List of tasks
[1] According to the IBM HR data tutorial, what is this data set typically used to demonstrate?
[2] Return the part of the IBM HR data tutorial from "Exploring IBM HR" to "to HR data.", copied word for word.

Selected passage

================================

Exploring IBM HR data using Python

Intro

This tutorial series explores the IBM HR data set. This data is typically used to demonstrate the ability of various machine learning algorithms applied to HR data.

In this series, I'll use it to demonstrate the awesome power Python can bring to HR data

Sections

  • Statistics
  • Matplotlib
  • Pandas
  • Seaborn
  • Plotly
  • Findings
In [1]:
__author__ = "adam"
__version__ = "1.0.0"
__maintainer__ = "adam"
__email__ = "adam@datapluspeople.com"
In [2]:
# imports 
import numpy as np
import pandas as pd

import matplotlib.pyplot as plt
import seaborn as sns

%matplotlib inline
In [3]:
# read the data directly from IBM Watson Analytics
# using pandas read excel file into dataframe
url = "https://community.watsonanalytics.com/wp-content/uploads/2015/03/WA_Fn-UseC_-HR-Employee-Attrition.xlsx"

================================

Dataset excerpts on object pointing

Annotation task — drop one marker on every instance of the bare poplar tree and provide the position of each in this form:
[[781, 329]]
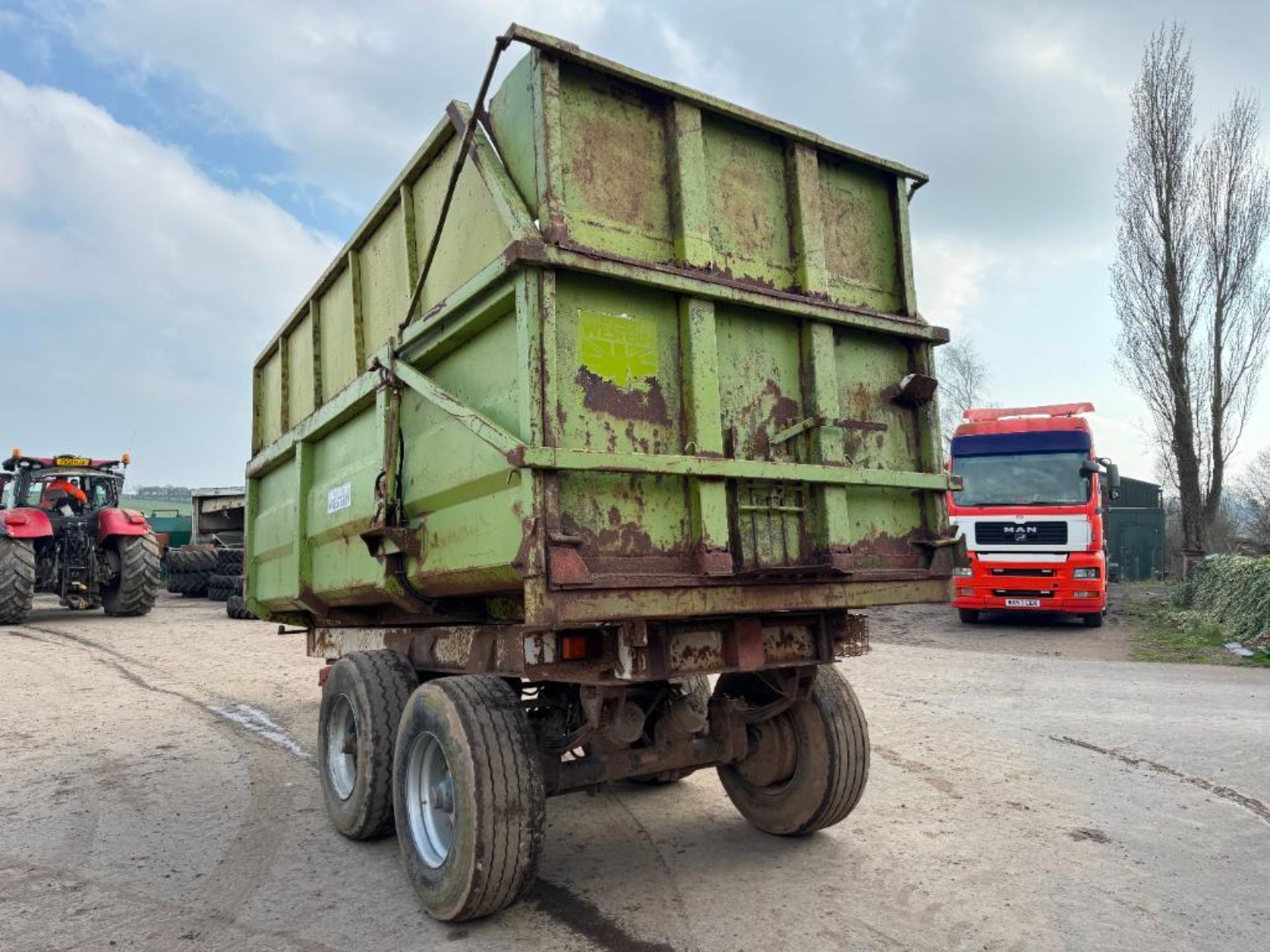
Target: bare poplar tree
[[1187, 285], [1236, 218], [963, 380], [1255, 493]]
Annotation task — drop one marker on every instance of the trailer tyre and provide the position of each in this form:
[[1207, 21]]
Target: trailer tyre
[[135, 588], [469, 797], [17, 579], [808, 766], [361, 706]]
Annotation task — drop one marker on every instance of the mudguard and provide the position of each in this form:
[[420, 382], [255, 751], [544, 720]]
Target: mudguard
[[24, 524], [120, 522]]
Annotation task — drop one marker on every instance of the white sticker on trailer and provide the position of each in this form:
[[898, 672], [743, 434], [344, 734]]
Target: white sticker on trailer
[[339, 498]]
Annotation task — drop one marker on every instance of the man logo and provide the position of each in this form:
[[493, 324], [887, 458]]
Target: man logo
[[1019, 532]]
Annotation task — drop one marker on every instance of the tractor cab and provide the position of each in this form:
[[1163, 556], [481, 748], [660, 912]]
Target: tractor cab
[[66, 488], [63, 532]]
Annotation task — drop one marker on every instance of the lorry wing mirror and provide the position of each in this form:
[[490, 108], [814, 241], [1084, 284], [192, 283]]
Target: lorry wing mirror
[[1113, 480]]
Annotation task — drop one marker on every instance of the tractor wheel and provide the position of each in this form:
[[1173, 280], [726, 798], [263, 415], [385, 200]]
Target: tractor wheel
[[229, 561], [235, 607], [808, 766], [361, 706], [468, 795], [17, 579], [698, 686], [135, 589], [219, 588]]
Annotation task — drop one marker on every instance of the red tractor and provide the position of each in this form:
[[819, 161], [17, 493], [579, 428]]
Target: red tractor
[[63, 531]]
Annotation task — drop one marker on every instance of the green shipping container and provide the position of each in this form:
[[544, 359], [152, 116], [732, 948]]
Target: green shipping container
[[665, 411]]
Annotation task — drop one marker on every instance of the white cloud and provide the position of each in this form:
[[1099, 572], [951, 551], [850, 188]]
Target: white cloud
[[951, 274], [347, 91], [136, 290], [693, 67]]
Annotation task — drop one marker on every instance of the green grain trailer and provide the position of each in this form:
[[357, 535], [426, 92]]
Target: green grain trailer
[[661, 409]]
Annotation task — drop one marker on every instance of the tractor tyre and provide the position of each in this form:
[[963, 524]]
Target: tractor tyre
[[229, 561], [468, 795], [201, 560], [17, 579], [235, 607], [219, 588], [138, 583], [808, 766]]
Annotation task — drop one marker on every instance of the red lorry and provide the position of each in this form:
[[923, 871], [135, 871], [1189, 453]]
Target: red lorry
[[1031, 512]]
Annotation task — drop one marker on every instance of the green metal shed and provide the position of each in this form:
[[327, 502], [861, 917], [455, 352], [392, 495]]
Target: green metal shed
[[1134, 526]]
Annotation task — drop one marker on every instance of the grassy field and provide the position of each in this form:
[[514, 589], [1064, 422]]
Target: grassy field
[[1166, 634], [148, 506]]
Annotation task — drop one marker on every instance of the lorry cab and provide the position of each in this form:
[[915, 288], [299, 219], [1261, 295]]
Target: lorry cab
[[1029, 510]]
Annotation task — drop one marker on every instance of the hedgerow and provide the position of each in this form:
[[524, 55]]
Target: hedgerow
[[1235, 593]]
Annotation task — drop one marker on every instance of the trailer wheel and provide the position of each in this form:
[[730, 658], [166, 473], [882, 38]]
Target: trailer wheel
[[138, 583], [17, 579], [468, 795], [361, 706], [698, 686], [808, 766]]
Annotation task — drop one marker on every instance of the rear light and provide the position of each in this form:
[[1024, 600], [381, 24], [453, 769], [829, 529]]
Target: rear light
[[578, 648]]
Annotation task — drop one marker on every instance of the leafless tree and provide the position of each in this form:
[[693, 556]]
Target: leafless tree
[[1254, 491], [963, 380], [1236, 218], [1189, 292]]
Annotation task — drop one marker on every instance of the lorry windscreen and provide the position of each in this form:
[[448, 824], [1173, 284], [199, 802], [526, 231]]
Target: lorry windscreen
[[1023, 479]]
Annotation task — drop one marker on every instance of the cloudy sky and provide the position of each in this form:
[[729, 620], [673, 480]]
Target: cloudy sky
[[173, 175]]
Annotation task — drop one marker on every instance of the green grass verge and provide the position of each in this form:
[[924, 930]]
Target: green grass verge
[[1164, 633]]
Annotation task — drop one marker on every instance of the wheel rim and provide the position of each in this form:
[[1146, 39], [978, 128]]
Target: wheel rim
[[429, 800], [342, 748]]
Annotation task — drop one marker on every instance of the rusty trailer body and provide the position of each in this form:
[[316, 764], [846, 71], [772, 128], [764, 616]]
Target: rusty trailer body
[[661, 408]]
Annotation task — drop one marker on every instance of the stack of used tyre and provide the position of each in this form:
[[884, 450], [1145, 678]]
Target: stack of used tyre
[[190, 571], [226, 578], [226, 583]]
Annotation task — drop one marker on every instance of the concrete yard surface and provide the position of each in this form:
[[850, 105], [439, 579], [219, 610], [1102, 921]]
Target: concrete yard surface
[[1028, 791]]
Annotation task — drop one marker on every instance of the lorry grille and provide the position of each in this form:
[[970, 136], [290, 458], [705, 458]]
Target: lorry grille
[[1020, 534]]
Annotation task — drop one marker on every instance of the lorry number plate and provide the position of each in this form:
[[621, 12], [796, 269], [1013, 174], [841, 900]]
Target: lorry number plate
[[339, 498]]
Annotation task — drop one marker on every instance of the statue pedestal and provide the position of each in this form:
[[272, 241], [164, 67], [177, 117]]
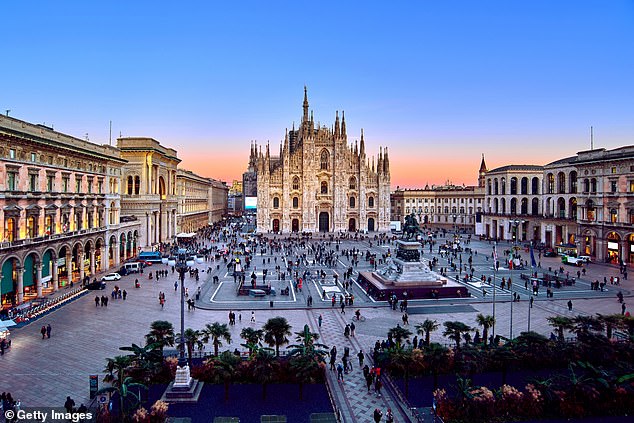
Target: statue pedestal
[[184, 389]]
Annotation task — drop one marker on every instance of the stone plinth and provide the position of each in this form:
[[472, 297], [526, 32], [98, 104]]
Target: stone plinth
[[184, 388], [409, 276]]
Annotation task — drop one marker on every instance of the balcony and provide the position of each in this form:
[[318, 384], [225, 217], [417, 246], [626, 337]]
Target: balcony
[[7, 246]]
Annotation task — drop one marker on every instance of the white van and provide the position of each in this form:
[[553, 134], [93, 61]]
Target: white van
[[133, 267]]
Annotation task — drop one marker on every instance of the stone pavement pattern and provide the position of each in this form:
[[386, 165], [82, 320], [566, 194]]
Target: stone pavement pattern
[[41, 372]]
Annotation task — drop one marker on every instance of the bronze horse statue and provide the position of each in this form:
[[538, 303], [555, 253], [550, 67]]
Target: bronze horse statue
[[411, 228]]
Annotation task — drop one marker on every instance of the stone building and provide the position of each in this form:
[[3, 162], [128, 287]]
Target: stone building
[[605, 199], [320, 183], [60, 210], [446, 206], [513, 203], [150, 188]]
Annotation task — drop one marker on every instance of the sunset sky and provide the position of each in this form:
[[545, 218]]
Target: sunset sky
[[438, 82]]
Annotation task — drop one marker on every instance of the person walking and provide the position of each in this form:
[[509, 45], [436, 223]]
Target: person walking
[[378, 415]]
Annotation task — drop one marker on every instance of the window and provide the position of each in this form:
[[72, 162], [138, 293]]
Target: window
[[12, 180], [325, 158], [33, 182], [50, 182], [551, 184]]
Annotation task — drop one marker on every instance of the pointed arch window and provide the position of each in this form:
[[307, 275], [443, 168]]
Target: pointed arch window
[[324, 159]]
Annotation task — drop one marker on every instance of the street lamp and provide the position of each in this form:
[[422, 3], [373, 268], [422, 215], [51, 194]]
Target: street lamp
[[182, 261]]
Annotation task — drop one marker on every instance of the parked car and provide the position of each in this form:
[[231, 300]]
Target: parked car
[[111, 277], [96, 285], [572, 260]]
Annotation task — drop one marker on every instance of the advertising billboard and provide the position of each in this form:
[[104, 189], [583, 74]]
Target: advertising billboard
[[250, 203]]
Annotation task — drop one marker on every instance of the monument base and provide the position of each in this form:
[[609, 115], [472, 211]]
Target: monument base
[[184, 389], [380, 289]]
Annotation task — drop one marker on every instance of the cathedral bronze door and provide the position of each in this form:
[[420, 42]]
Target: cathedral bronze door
[[324, 222]]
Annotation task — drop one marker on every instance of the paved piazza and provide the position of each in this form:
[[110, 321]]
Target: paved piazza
[[42, 372]]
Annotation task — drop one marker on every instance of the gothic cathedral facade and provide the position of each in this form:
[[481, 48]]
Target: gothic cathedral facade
[[319, 183]]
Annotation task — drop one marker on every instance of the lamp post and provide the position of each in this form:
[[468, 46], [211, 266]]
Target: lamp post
[[495, 268], [181, 261]]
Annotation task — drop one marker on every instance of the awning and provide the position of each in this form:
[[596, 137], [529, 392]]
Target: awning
[[7, 323]]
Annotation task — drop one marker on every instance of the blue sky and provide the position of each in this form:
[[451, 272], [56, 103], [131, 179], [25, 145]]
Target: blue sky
[[440, 82]]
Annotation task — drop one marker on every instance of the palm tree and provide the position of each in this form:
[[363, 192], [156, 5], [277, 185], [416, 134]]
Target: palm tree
[[583, 326], [145, 360], [454, 331], [265, 367], [216, 331], [560, 323], [193, 338], [276, 330], [486, 322], [399, 334], [307, 346], [162, 333], [252, 338], [121, 384], [436, 357], [426, 328]]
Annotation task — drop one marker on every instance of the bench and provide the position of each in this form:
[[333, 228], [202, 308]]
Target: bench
[[256, 293]]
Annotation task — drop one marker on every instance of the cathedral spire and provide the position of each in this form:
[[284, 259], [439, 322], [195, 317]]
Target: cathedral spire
[[386, 163], [305, 119], [343, 124]]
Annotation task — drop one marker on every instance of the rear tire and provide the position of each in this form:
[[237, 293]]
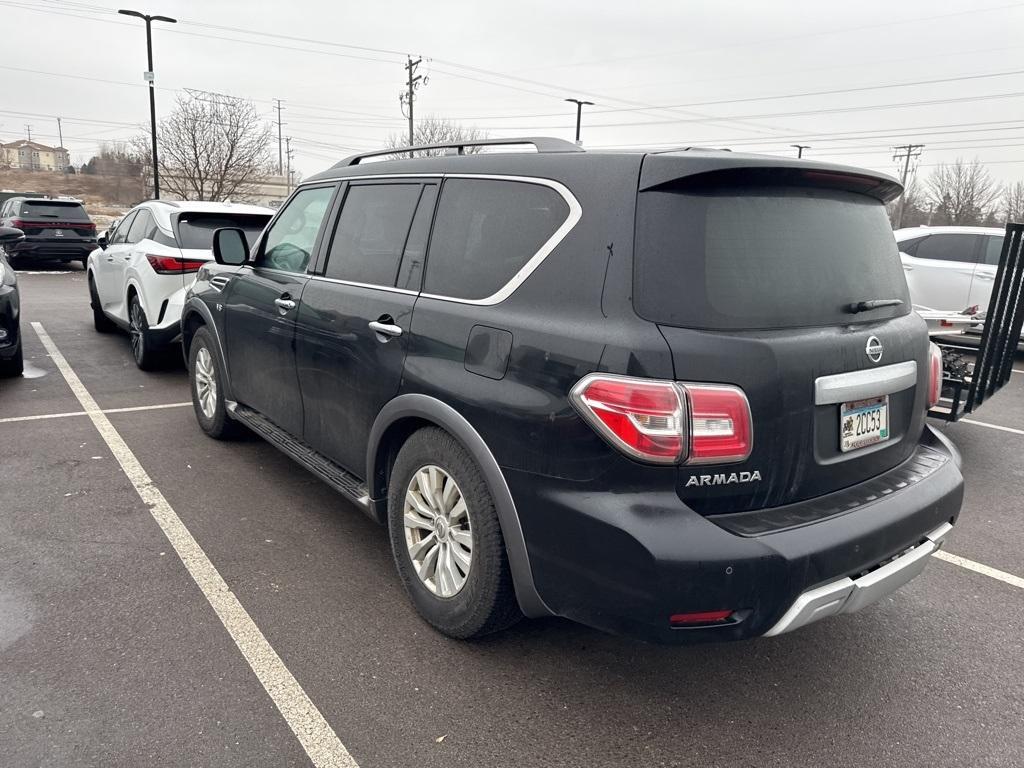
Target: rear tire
[[462, 601], [142, 348], [14, 366], [206, 377], [100, 322]]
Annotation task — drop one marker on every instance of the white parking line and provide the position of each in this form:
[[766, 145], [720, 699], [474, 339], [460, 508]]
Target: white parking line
[[980, 568], [992, 426], [84, 413], [306, 722]]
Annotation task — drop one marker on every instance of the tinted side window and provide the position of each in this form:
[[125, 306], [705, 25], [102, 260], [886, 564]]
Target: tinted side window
[[289, 242], [140, 227], [993, 249], [121, 233], [371, 235], [485, 230], [910, 246], [948, 248]]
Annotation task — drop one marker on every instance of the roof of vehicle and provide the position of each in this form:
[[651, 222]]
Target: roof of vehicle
[[163, 209], [555, 156], [919, 231]]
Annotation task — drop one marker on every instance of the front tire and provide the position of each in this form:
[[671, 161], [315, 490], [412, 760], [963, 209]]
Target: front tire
[[206, 378], [446, 540], [143, 349]]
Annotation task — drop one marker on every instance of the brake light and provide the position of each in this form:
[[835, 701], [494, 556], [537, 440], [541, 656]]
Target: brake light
[[172, 264], [934, 375], [665, 422], [721, 428]]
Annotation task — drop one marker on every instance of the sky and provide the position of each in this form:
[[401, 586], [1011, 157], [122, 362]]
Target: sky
[[850, 80]]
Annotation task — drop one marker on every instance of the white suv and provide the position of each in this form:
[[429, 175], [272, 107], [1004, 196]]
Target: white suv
[[139, 273], [950, 267]]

================================

Responses
[1] The ability of various machine learning algorithms applied to HR data.

[2]
Exploring IBM HR data using Python

Intro

This tutorial series explores the IBM HR data set. This data is typically used to demonstrate the ability of various machine learning algorithms applied to HR data.